DOCUMENT PASSAGE —
Official: Speed, drinking involved Dubai crash that killed 4
By MALAK HARB, Associated Press
Mar 9, 2016 4:44 AM CST

DUBAI, United Arab Emirates (AP) — High speed and alcohol were involved in a Ferrari crash that killed a survivor of the Boston Marathon bombing, a Canadian boxer and two others, a Dubai prosecutor said Wednesday.

Salah Bu Farousha, the head of Dubai Traffic Public Prosecution, declined to name any of those involved in the crash. But officials in Dubai, who spoke to The Associated Press on condition of anonymity as they were not authorized to discuss the crash, identified those killed as Boston bombing survivor Victoria McGrath, Northeastern University student Priscilla Perez Torres, Canadian boxer Cody Nixon and James Portuondo.

The crash early Sunday morning near Dubai's Jumeirah Lake Towers neighborhood saw the yellow, two-seat Ferrari 458 Spider jump a curb and slam into a pole, splitting the sports car in half. Only 10 minutes earlier, surveillance footage at a nearby hotel caught those involved in the crash hopping into the Ferrari, with the two American women sitting in the passenger seat, the Canadian boxer sitting in the middle and the other man driving, Bu Farousha said.

"From my initial investigation, they had lost control of the car," the prosecutor told the AP. "The road is curved. They were driving at a high speed in a 40-kph (25-mph) zone. The speed did not match at all the speed limit."

Bu Farousha declined to say how fast he believed the car was traveling, though he said investigators were examining a monitor installed in the car to make a final determination.

The prosecutor said all those involved had been drinking. While alcohol is freely served in hotels throughout Dubai, a tourist attraction home to the world's tallest building and luxury malls, driving after consuming any alcohol is illegal.

TASKS TO PERFORM —
1. According to the news report on the Dubai Ferrari crash, what was the speed limit on the road where the car crashed?
2. Continue the news report on the Dubai Ferrari crash from the point where it stops.
The listing that follows has no connection to the news report on the Dubai Ferrari crash.

GIVEN INFORMATION —

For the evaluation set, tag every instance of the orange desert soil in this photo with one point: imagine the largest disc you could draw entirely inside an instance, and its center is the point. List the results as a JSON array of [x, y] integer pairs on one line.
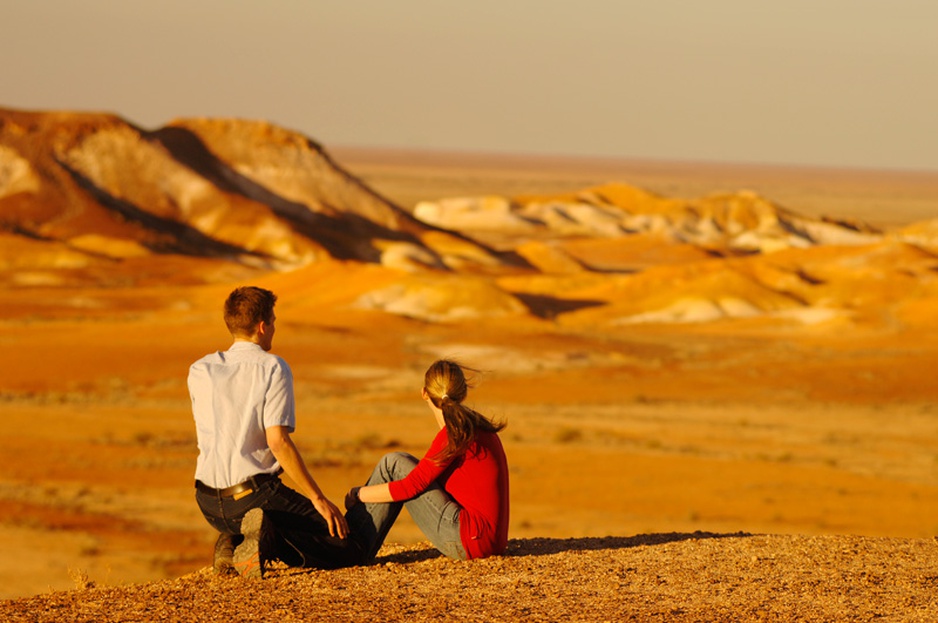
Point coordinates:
[[725, 471]]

RESULTS FOR THE EXERCISE —
1. 40 kph (25 mph).

2.
Only hours before the crash, Nixon posted a picture to the photo-sharing app Instagram of him sitting in the Ferrari in Dubai's famed man-made Palm Jumeirah, wearing a red-checkered scarf common in the Gulf. The caption read: "Just landed into Dubai picked up the Ferrari! Don't worry I won't speed ;)."

McGrath and Torres were on a personal trip and not studying abroad, Northeastern University in Boston has said.

McGrath, 23, received severe shrapnel injuries to her left leg from the first of two bombs placed near the marathon finish line on April 15, 2013. Three people were killed and more than 260 others were injured in the bombing.

Bruce Mendelsohn, who was attending a post-marathon party in a building overlooking the finish line, rushed outside to help and saw McGrath lying on the ground, bleeding heavily from her left leg. Mendelsohn said he tied a scarf or T-shirt he found nearby around her leg as a tourniquet to stop the bleeding, a move McGrath's doctor later told him saved her life. Mendelsohn flagged down a firefighter, who carried McGrath away from the scene in what became one of the most widely used photographs from the bombing.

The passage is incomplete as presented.